* COMPITO 1
Traduci in inglese questa frase del brano sui tartufi: «L'Associazione nazionale Tartufai, infine, chiede al ministero di rivedere la legge che regola la cerca del tartufo, liberalizzandola, e di "emanare una nota urgente" per tutta la filiera e le autorità di controllo "per la distinzione tra il tartufo italiano e quello importato”.»
* COMPITO 2
Nei record, riporta le righe che vanno da quella con "Show me the car headlight" fino alla fine dei record. In queste righe sostituisci "picture" con "image" e lascia invariato tutto il resto.

* TESTO ESTRATTO
★ ★ ★ ★

Secondo Germani si configurerebbe il reato, previsto dall'articolo 517 del Codice penale, "vendita di prodotti industriali con segni mendaci": l'autore dell'esposto chiede quindi di verificare le bolle di vendita per accertare "se i tartufi siano effettivamente non solo provenienti da Alba, ma anche cavati da tartufai delle Langhe e Monferrato”. Il tutto “a tutela dei consumatori”.
 
Con la fortissima siccità dell'estate i tartufi bianchi d'Alba sono rarissimi (alla Fiera di Alba hanno raggiunto una quotazione di 600 euro all'etto) e c'è quindi il sospetto - fa notare l'Associazione nazionale tartufai - che "dietro la rete di filiera del tartufo e dei commercianti vi siano importanti aziende di commercializzazione, di trasformazione e vendita di tartufi provenienti dall'estero e venduti o trasformati come italiani".
 
Germani ricorda che l'Italia è al tempo stesso "il maggiore esportatore e il maggiore importatore di tartufi" e che ci sono "grandi aziende hanno terreni di proprietà e industrie di trasformazione in Romania, Slovenia, Austria, Bulgaria, Afghanistan, Iran, Tagikistan, Turchia, Uzbekistan".
 
L'Associazione nazionale Tartufai, infine, chiede al ministero di rivedere la legge che regola la cerca del tartufo, liberalizzandola, e di "emanare una nota urgente" per tutta la filiera e le autorità di controllo "per la distinzione tra il tartufo italiano e quello importato”.

★ ★ ★ ★

* ELENCO
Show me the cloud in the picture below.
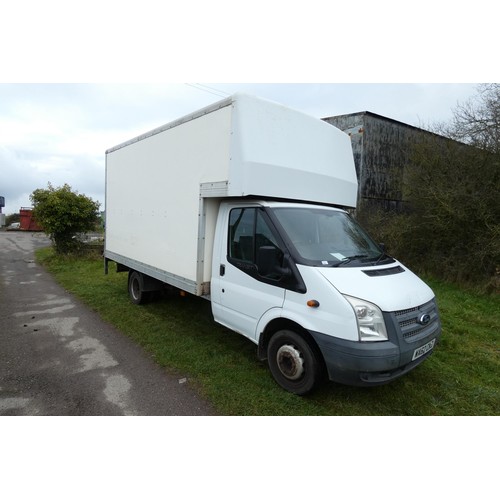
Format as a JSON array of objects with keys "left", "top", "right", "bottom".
[{"left": 0, "top": 83, "right": 480, "bottom": 213}]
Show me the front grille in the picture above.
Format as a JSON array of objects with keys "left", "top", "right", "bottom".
[{"left": 393, "top": 300, "right": 439, "bottom": 342}]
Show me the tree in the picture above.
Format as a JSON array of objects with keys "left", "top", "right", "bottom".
[
  {"left": 30, "top": 182, "right": 100, "bottom": 253},
  {"left": 397, "top": 84, "right": 500, "bottom": 287}
]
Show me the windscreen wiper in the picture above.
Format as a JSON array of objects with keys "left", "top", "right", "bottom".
[{"left": 332, "top": 254, "right": 368, "bottom": 267}]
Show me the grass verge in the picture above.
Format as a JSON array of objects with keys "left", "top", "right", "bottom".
[{"left": 36, "top": 248, "right": 500, "bottom": 415}]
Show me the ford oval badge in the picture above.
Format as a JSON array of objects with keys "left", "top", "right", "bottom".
[{"left": 417, "top": 314, "right": 431, "bottom": 326}]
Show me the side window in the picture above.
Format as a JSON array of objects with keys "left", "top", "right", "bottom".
[
  {"left": 228, "top": 208, "right": 255, "bottom": 263},
  {"left": 228, "top": 208, "right": 283, "bottom": 279}
]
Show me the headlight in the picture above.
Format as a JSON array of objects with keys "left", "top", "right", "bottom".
[{"left": 344, "top": 295, "right": 388, "bottom": 342}]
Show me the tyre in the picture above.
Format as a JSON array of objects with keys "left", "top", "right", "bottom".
[
  {"left": 267, "top": 330, "right": 324, "bottom": 396},
  {"left": 128, "top": 271, "right": 149, "bottom": 305}
]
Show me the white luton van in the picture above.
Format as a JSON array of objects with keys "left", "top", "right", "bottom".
[{"left": 104, "top": 94, "right": 441, "bottom": 395}]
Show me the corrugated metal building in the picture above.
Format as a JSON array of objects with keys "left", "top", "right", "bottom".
[{"left": 324, "top": 111, "right": 434, "bottom": 210}]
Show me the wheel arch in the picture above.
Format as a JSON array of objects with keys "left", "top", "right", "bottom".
[{"left": 257, "top": 318, "right": 325, "bottom": 364}]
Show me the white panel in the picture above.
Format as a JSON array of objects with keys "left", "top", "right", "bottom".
[{"left": 106, "top": 106, "right": 231, "bottom": 281}]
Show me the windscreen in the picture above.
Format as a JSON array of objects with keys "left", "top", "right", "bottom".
[{"left": 273, "top": 207, "right": 383, "bottom": 266}]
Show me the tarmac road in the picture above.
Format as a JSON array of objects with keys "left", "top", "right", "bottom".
[{"left": 0, "top": 231, "right": 215, "bottom": 415}]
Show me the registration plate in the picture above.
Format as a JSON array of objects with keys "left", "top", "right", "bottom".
[{"left": 411, "top": 339, "right": 436, "bottom": 361}]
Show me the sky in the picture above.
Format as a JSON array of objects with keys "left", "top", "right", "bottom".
[{"left": 0, "top": 83, "right": 476, "bottom": 214}]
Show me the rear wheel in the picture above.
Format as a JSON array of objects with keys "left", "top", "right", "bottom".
[
  {"left": 128, "top": 271, "right": 149, "bottom": 304},
  {"left": 267, "top": 330, "right": 323, "bottom": 396}
]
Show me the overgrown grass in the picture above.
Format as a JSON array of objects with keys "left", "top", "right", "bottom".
[{"left": 37, "top": 248, "right": 500, "bottom": 415}]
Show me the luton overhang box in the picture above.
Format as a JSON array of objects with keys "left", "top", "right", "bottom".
[{"left": 105, "top": 94, "right": 357, "bottom": 295}]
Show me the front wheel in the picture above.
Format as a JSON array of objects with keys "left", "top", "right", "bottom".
[{"left": 267, "top": 330, "right": 323, "bottom": 396}]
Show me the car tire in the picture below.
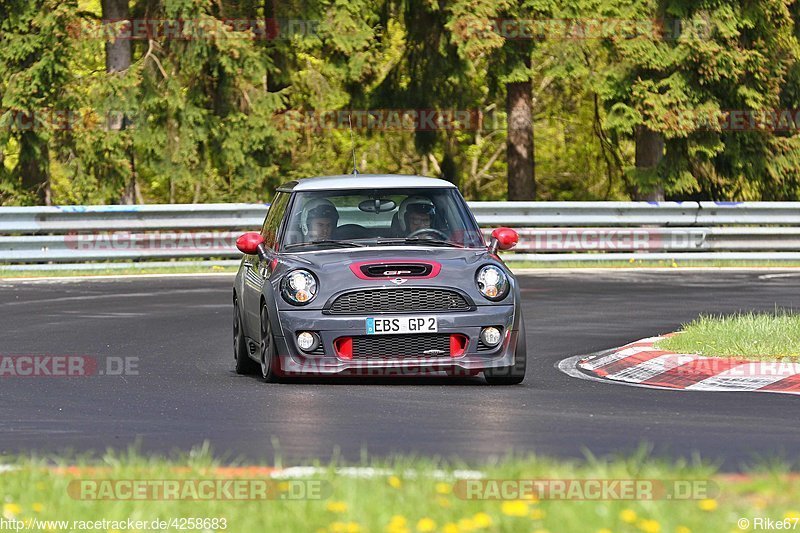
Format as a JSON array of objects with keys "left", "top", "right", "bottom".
[
  {"left": 259, "top": 304, "right": 280, "bottom": 383},
  {"left": 483, "top": 316, "right": 528, "bottom": 385},
  {"left": 233, "top": 297, "right": 259, "bottom": 375}
]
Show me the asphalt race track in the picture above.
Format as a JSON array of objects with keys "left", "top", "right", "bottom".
[{"left": 0, "top": 270, "right": 800, "bottom": 469}]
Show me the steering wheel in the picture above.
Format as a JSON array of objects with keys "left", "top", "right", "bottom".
[{"left": 406, "top": 228, "right": 450, "bottom": 241}]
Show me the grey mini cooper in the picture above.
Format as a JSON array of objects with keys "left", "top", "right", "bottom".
[{"left": 233, "top": 174, "right": 526, "bottom": 385}]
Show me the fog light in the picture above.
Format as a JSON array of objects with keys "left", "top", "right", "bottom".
[
  {"left": 297, "top": 331, "right": 319, "bottom": 352},
  {"left": 481, "top": 327, "right": 500, "bottom": 346}
]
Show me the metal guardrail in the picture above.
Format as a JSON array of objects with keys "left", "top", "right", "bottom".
[{"left": 0, "top": 202, "right": 800, "bottom": 269}]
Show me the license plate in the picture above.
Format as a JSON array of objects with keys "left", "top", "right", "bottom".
[{"left": 367, "top": 316, "right": 439, "bottom": 335}]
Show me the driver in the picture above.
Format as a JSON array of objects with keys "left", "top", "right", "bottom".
[
  {"left": 300, "top": 198, "right": 339, "bottom": 242},
  {"left": 398, "top": 196, "right": 436, "bottom": 236}
]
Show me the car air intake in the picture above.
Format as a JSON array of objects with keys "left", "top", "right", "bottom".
[
  {"left": 361, "top": 263, "right": 433, "bottom": 278},
  {"left": 327, "top": 288, "right": 474, "bottom": 315}
]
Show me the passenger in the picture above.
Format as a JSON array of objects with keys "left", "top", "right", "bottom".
[{"left": 300, "top": 198, "right": 339, "bottom": 242}]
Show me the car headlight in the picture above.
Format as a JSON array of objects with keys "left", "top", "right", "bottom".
[
  {"left": 281, "top": 270, "right": 317, "bottom": 305},
  {"left": 475, "top": 265, "right": 508, "bottom": 301}
]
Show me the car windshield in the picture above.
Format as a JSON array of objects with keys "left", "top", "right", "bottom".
[{"left": 283, "top": 188, "right": 485, "bottom": 251}]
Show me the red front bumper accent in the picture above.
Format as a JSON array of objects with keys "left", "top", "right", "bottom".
[{"left": 333, "top": 333, "right": 469, "bottom": 361}]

★ ★ ★ ★

* RISPOSTA 1
Finally, the National Truffle Hunters' Association asks the ministry to revise the law that regulates truffle hunting, liberalizing it, and to "issue an urgent note" for the entire supply chain and the control authorities "for distinguishing between Italian truffles and imported ones."

* RISPOSTA 2
Show me the car headlight in the image above.
Format as a JSON array of objects with keys "left", "top", "right", "bottom".
[
  {"left": 281, "top": 270, "right": 317, "bottom": 305},
  {"left": 475, "top": 265, "right": 508, "bottom": 301}
]
Show me the car windshield in the image above.
Format as a JSON array of objects with keys "left", "top", "right", "bottom".
[{"left": 283, "top": 188, "right": 485, "bottom": 251}]
Show me the red front bumper accent in the image above.
Format as a JSON array of objects with keys "left", "top", "right", "bottom".
[{"left": 333, "top": 333, "right": 469, "bottom": 361}]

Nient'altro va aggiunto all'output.